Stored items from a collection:
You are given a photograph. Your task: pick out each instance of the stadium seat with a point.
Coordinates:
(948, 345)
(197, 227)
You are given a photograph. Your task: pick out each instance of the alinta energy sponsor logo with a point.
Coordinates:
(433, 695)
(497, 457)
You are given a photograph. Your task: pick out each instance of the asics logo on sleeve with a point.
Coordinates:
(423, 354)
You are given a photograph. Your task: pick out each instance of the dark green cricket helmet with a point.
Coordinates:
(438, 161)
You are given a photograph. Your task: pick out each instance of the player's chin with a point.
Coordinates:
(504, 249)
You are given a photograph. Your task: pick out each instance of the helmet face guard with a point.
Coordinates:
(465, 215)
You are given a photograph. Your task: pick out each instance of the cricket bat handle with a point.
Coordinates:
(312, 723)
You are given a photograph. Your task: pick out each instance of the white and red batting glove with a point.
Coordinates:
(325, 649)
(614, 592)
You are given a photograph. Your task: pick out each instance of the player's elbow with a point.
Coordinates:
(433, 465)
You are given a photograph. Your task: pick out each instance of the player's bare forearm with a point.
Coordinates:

### PROBLEM STATEMENT
Exactly as they are written, print the entries again.

### TASK SOLUTION
You are given a photograph. Your task: pick out each instance of the stadium seat with a point.
Coordinates:
(948, 345)
(197, 227)
You are given a photograph. Your task: pick out each instance of the alinta energy sponsor logo with a point.
Coordinates:
(433, 695)
(497, 457)
You are given a photograph. Your task: pick out each instance of the asics logo on sleeve with a point.
Coordinates:
(423, 354)
You are given a photograph. Your task: pick out each instance of the dark green cricket helmet with a point.
Coordinates:
(438, 161)
You are given a photograph. Your task: pick out each instance of the player's chin with a point.
Coordinates:
(504, 249)
You are given a photograph. Your task: pick out each instance of the helmet face guard with a point.
Coordinates:
(465, 215)
You are given a photograph. Your task: pick out each instance of the cricket bat handle with a point.
Coordinates:
(312, 723)
You are given a photograph. Your task: pick out each instance of the white and red batting glove with a point.
Coordinates:
(325, 649)
(614, 592)
You are given a photograph. Your task: pick out each instance of the player's elbow with a point.
Coordinates:
(433, 465)
You are given a photograph. Your task: pick out each instance of the player's bare forearm with a point.
Coordinates:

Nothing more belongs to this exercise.